*Instructions for the task*.
The expected output is an exact copy of the lines from the one containing "Query: street curb" to the final line below, minus any pictures.
------------------------------------------------------------------------
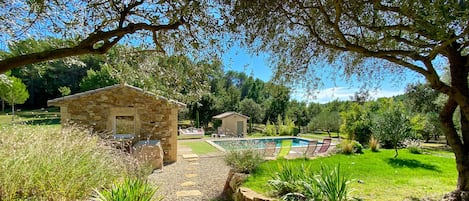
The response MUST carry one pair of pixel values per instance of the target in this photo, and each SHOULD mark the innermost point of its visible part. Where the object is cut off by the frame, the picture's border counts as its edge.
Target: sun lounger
(326, 143)
(270, 149)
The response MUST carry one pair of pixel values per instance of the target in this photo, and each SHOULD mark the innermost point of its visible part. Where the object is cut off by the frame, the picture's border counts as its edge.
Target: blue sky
(239, 59)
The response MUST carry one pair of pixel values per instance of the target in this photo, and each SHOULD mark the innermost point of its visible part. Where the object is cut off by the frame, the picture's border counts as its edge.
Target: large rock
(233, 189)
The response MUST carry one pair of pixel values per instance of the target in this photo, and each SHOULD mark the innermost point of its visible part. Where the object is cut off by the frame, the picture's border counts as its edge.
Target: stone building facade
(233, 123)
(124, 109)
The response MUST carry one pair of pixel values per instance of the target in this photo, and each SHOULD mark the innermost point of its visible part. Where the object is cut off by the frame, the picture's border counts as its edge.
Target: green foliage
(414, 149)
(287, 127)
(64, 90)
(374, 144)
(409, 175)
(243, 161)
(98, 79)
(391, 126)
(333, 183)
(350, 146)
(44, 163)
(413, 146)
(421, 98)
(253, 110)
(327, 120)
(303, 182)
(16, 93)
(13, 91)
(128, 190)
(270, 129)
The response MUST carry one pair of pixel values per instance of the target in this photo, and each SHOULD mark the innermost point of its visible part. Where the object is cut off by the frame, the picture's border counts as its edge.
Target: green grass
(44, 163)
(285, 148)
(200, 147)
(379, 176)
(49, 117)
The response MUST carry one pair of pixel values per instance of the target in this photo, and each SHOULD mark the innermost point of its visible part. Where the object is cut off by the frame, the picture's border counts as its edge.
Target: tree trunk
(12, 112)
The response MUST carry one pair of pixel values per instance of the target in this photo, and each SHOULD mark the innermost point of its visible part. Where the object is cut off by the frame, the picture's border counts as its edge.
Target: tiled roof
(86, 93)
(227, 114)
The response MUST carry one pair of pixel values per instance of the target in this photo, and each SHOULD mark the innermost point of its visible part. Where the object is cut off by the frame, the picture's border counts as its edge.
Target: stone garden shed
(124, 110)
(232, 123)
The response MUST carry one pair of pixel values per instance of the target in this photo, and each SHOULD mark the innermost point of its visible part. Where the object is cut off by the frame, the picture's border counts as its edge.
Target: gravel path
(206, 173)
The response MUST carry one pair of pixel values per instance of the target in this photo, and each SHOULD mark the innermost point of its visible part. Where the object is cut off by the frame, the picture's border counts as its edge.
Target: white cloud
(340, 93)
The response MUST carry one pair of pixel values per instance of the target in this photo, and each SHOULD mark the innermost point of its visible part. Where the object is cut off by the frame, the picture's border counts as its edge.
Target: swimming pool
(256, 143)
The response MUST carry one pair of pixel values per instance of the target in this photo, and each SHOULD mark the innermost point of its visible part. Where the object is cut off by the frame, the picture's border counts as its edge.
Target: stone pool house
(232, 123)
(126, 111)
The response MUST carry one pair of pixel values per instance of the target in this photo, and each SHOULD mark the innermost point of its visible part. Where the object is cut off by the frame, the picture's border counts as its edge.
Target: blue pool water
(257, 143)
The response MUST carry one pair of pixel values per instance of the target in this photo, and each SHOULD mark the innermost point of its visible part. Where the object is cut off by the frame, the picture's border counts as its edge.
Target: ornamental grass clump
(243, 160)
(374, 144)
(129, 190)
(44, 163)
(302, 182)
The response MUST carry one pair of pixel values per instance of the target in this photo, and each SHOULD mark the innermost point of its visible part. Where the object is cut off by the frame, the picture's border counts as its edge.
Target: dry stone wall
(154, 118)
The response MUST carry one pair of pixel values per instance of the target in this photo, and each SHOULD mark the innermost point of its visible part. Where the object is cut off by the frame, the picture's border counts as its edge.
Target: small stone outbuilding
(125, 110)
(233, 123)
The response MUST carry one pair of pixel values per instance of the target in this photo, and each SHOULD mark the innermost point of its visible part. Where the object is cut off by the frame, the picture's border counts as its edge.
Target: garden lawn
(200, 147)
(379, 176)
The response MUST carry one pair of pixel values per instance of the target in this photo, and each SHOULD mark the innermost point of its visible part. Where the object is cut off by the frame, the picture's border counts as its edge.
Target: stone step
(188, 193)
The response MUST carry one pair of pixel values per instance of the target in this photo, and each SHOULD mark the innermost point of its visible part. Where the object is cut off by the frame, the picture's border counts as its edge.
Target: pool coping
(256, 138)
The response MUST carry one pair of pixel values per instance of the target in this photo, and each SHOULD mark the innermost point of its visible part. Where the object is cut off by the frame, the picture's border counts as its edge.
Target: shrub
(413, 147)
(292, 182)
(129, 190)
(346, 147)
(374, 144)
(332, 183)
(287, 128)
(43, 163)
(270, 129)
(243, 161)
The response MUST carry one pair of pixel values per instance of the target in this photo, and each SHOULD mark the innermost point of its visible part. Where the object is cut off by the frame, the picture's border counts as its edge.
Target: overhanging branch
(86, 46)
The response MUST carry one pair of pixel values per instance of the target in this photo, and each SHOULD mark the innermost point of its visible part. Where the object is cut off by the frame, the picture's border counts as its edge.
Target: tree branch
(87, 46)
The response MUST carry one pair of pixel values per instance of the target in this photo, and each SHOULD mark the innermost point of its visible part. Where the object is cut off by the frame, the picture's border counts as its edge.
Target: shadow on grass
(411, 163)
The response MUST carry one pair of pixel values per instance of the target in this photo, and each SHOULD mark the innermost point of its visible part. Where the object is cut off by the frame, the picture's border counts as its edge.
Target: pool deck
(211, 141)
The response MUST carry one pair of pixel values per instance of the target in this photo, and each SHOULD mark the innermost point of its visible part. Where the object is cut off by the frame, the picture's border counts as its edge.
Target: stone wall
(155, 118)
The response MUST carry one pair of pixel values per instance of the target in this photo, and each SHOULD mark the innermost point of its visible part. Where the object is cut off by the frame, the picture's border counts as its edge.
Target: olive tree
(93, 27)
(368, 39)
(14, 92)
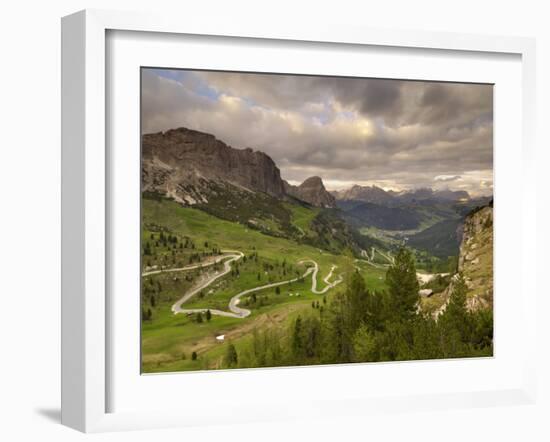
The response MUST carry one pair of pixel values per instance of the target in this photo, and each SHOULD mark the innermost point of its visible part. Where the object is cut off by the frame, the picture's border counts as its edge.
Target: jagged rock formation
(313, 192)
(185, 165)
(475, 260)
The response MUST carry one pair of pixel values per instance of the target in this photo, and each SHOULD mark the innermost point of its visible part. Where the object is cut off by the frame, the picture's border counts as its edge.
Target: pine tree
(297, 341)
(403, 286)
(231, 358)
(455, 323)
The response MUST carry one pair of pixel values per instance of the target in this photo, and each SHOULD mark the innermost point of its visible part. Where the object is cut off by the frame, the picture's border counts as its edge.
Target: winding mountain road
(234, 310)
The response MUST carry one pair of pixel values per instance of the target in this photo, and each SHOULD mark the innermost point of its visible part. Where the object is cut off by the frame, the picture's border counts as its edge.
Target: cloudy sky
(392, 133)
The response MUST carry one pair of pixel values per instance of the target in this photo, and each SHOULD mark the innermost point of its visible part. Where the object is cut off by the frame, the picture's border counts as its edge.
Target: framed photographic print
(288, 223)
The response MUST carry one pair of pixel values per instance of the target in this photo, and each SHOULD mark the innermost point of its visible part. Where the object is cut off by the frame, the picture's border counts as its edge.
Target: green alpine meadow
(303, 220)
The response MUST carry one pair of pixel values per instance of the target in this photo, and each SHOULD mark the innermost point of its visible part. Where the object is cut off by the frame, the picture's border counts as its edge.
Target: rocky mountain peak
(183, 163)
(313, 192)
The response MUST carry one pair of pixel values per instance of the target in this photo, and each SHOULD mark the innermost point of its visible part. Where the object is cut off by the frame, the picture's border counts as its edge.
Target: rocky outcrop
(313, 192)
(475, 260)
(183, 163)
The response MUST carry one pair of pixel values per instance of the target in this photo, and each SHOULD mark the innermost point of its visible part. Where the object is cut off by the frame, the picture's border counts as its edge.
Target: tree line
(361, 325)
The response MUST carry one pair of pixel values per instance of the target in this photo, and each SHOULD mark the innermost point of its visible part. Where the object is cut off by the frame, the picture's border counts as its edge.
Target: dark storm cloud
(397, 133)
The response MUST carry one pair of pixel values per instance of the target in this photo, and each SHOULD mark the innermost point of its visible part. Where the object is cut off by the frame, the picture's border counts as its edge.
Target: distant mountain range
(376, 195)
(244, 185)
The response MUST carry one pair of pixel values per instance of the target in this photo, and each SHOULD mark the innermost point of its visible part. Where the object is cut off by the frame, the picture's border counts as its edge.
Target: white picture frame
(85, 212)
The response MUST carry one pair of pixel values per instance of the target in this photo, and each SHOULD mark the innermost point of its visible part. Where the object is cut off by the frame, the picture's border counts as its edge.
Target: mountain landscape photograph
(294, 220)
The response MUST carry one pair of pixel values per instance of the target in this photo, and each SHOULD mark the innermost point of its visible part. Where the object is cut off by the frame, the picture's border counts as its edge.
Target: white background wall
(30, 214)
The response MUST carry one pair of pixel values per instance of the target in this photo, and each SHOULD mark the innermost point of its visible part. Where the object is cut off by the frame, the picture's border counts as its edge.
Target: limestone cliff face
(183, 163)
(312, 191)
(475, 260)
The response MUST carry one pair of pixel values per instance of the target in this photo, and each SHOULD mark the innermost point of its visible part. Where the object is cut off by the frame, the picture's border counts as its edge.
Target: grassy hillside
(441, 240)
(168, 340)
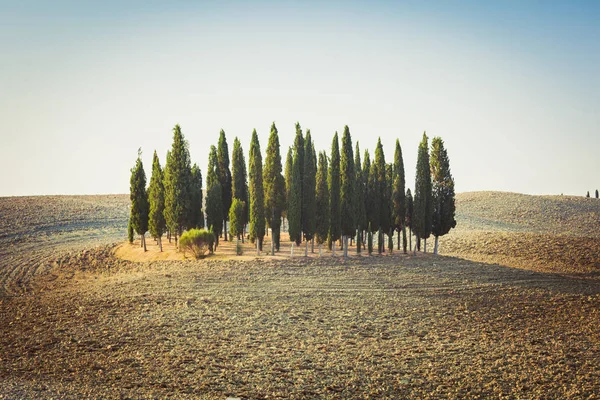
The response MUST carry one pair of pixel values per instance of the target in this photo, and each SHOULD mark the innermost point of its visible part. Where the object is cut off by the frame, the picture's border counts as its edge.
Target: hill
(545, 233)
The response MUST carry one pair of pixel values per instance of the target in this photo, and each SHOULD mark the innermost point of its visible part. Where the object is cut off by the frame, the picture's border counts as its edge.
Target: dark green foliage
(309, 190)
(129, 231)
(177, 176)
(289, 166)
(197, 242)
(295, 200)
(361, 210)
(398, 192)
(196, 216)
(335, 225)
(214, 193)
(370, 240)
(156, 199)
(239, 177)
(322, 200)
(274, 186)
(423, 204)
(256, 192)
(139, 198)
(224, 175)
(347, 186)
(236, 217)
(443, 189)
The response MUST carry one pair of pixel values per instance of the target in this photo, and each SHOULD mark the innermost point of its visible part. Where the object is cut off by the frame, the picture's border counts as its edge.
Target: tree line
(328, 199)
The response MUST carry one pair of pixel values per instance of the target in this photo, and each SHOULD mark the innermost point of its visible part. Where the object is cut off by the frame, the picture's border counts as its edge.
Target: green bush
(197, 242)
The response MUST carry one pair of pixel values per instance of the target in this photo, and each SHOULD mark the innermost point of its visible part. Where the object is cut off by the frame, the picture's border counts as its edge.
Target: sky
(512, 87)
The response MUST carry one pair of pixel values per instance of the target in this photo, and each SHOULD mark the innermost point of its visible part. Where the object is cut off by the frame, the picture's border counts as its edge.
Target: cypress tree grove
(444, 207)
(408, 217)
(274, 187)
(347, 191)
(322, 201)
(139, 199)
(309, 192)
(423, 202)
(289, 166)
(335, 225)
(177, 177)
(361, 211)
(224, 178)
(156, 198)
(239, 179)
(398, 196)
(197, 216)
(295, 200)
(214, 200)
(256, 193)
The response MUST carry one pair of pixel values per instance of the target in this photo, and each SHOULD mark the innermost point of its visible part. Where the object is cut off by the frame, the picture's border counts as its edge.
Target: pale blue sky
(513, 87)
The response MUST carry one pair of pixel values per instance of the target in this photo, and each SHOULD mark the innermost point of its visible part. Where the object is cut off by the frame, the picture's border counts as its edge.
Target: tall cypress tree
(256, 192)
(139, 199)
(322, 200)
(177, 176)
(335, 225)
(398, 195)
(423, 202)
(361, 211)
(409, 215)
(239, 179)
(156, 198)
(295, 203)
(224, 178)
(309, 191)
(274, 187)
(289, 166)
(214, 195)
(197, 216)
(443, 191)
(347, 189)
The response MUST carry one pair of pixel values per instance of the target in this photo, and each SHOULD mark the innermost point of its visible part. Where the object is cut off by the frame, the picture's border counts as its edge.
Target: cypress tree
(295, 203)
(322, 200)
(256, 192)
(236, 218)
(197, 216)
(444, 207)
(398, 196)
(177, 177)
(423, 202)
(309, 191)
(274, 187)
(214, 195)
(139, 199)
(224, 178)
(289, 166)
(409, 215)
(361, 211)
(384, 197)
(347, 190)
(156, 198)
(335, 225)
(239, 179)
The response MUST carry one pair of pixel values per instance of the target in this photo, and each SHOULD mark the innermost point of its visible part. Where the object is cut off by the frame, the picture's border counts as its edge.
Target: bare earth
(89, 324)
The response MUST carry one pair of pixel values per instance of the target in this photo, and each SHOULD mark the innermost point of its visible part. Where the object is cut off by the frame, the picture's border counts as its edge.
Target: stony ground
(89, 325)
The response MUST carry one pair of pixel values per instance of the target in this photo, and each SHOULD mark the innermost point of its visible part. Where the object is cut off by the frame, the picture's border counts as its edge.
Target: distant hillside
(547, 233)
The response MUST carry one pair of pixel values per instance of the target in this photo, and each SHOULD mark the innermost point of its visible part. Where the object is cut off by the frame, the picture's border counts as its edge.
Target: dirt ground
(93, 324)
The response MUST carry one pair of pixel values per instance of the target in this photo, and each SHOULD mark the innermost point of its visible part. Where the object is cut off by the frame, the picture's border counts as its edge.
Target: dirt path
(394, 326)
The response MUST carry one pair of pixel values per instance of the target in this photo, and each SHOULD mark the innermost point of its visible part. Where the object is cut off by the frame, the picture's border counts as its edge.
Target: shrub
(197, 242)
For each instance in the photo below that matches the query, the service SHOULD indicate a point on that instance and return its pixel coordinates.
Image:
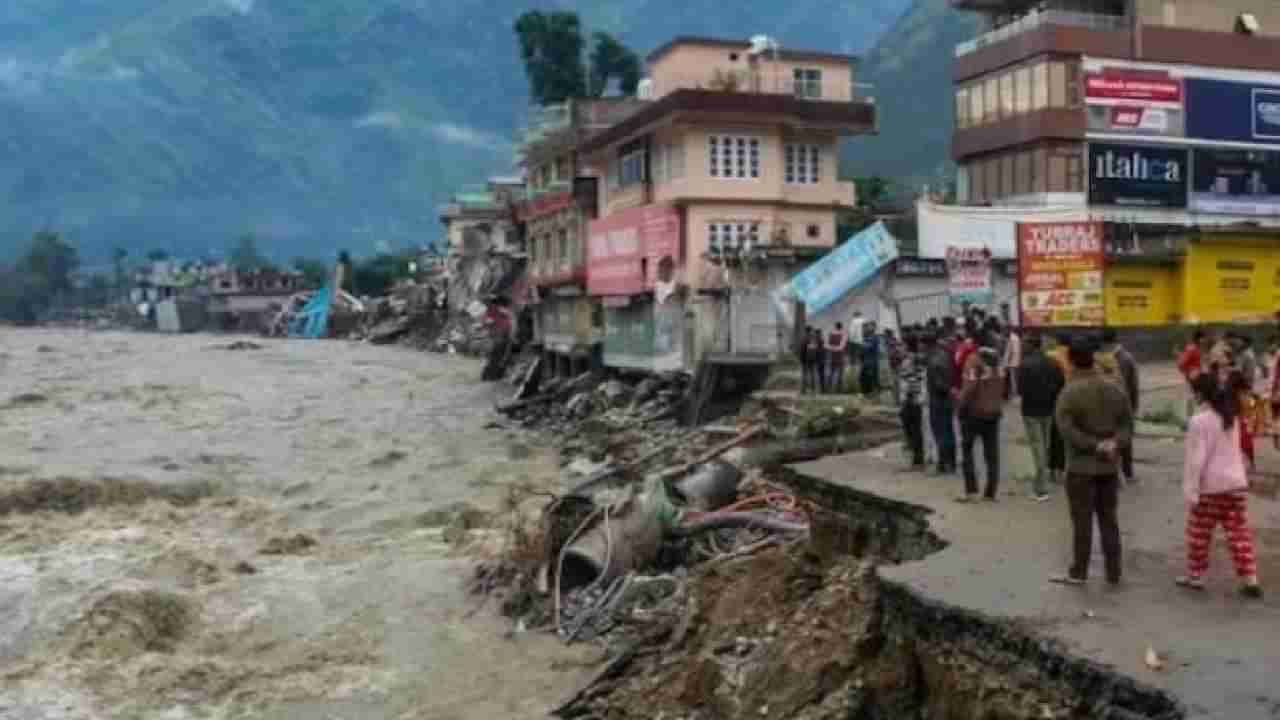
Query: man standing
(941, 408)
(1096, 422)
(979, 405)
(910, 377)
(1127, 372)
(1041, 381)
(869, 373)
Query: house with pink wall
(739, 144)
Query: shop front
(635, 267)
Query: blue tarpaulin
(312, 320)
(842, 270)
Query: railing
(766, 81)
(1041, 18)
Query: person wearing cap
(1096, 422)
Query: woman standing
(1216, 487)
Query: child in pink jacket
(1216, 487)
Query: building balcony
(1037, 19)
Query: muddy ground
(188, 531)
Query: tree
(246, 256)
(611, 59)
(551, 45)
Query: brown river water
(192, 532)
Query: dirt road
(252, 533)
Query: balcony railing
(763, 81)
(1040, 18)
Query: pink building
(713, 192)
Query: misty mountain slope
(314, 123)
(910, 68)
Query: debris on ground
(292, 545)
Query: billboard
(1240, 182)
(1121, 100)
(1137, 176)
(842, 269)
(1233, 112)
(1060, 274)
(969, 276)
(632, 250)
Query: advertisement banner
(1233, 112)
(842, 269)
(1130, 101)
(632, 251)
(1060, 274)
(1240, 182)
(969, 276)
(1137, 176)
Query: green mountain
(910, 68)
(316, 124)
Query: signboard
(841, 270)
(969, 276)
(1060, 274)
(1137, 176)
(942, 226)
(631, 251)
(1233, 112)
(919, 268)
(1240, 182)
(1121, 100)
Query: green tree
(551, 46)
(246, 255)
(611, 59)
(315, 273)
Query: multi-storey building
(560, 200)
(731, 164)
(1157, 118)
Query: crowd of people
(1078, 395)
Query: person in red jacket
(1191, 364)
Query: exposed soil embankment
(810, 630)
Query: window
(1074, 174)
(734, 156)
(1040, 86)
(1006, 95)
(1057, 85)
(732, 236)
(808, 82)
(803, 164)
(631, 164)
(1023, 91)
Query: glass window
(1023, 91)
(808, 82)
(1057, 85)
(1073, 85)
(1040, 86)
(1006, 95)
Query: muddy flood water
(190, 532)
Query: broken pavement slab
(1000, 556)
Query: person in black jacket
(1040, 381)
(940, 374)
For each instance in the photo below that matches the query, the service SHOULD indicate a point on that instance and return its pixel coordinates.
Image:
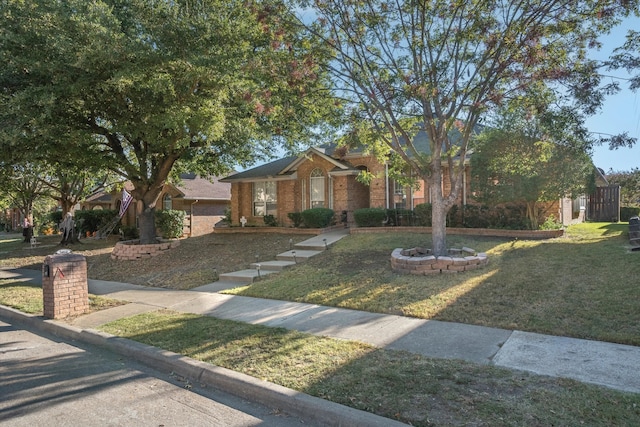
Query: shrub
(93, 220)
(318, 217)
(296, 218)
(628, 212)
(129, 232)
(422, 214)
(550, 224)
(369, 217)
(170, 223)
(270, 221)
(400, 217)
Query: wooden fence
(604, 204)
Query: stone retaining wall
(132, 250)
(420, 262)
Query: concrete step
(296, 255)
(244, 276)
(272, 265)
(312, 246)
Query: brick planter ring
(419, 261)
(132, 250)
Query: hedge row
(469, 216)
(313, 218)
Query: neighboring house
(205, 202)
(326, 177)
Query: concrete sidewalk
(606, 364)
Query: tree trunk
(438, 220)
(532, 215)
(147, 224)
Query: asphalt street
(47, 381)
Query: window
(166, 202)
(317, 188)
(399, 196)
(265, 198)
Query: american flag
(126, 201)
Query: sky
(620, 112)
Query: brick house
(325, 176)
(322, 176)
(204, 201)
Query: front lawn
(583, 285)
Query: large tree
(139, 86)
(439, 66)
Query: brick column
(64, 285)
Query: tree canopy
(138, 87)
(440, 66)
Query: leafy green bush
(129, 232)
(400, 217)
(369, 217)
(170, 223)
(296, 218)
(93, 220)
(627, 212)
(270, 220)
(318, 217)
(50, 221)
(550, 224)
(422, 214)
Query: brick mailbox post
(64, 285)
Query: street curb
(247, 387)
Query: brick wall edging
(420, 262)
(131, 250)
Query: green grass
(583, 285)
(394, 384)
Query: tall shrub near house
(318, 217)
(369, 217)
(170, 223)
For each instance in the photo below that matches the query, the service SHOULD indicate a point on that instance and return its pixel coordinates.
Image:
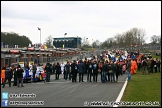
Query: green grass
(143, 88)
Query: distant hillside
(12, 39)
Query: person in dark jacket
------------------------------------------------------------------------
*Solved problem*.
Query: street curb
(247, 387)
Query: brick wall edging
(420, 262)
(131, 250)
Query: green grass
(583, 285)
(394, 384)
Query: tall shrub near house
(318, 217)
(369, 217)
(170, 223)
For each instance in the photo below that matches the query, the service SHOULD indicate a point on that instance and return its pixel coordinates.
Image:
Query: green grass
(143, 88)
Query: distant hillside
(12, 39)
Query: person in dark jacket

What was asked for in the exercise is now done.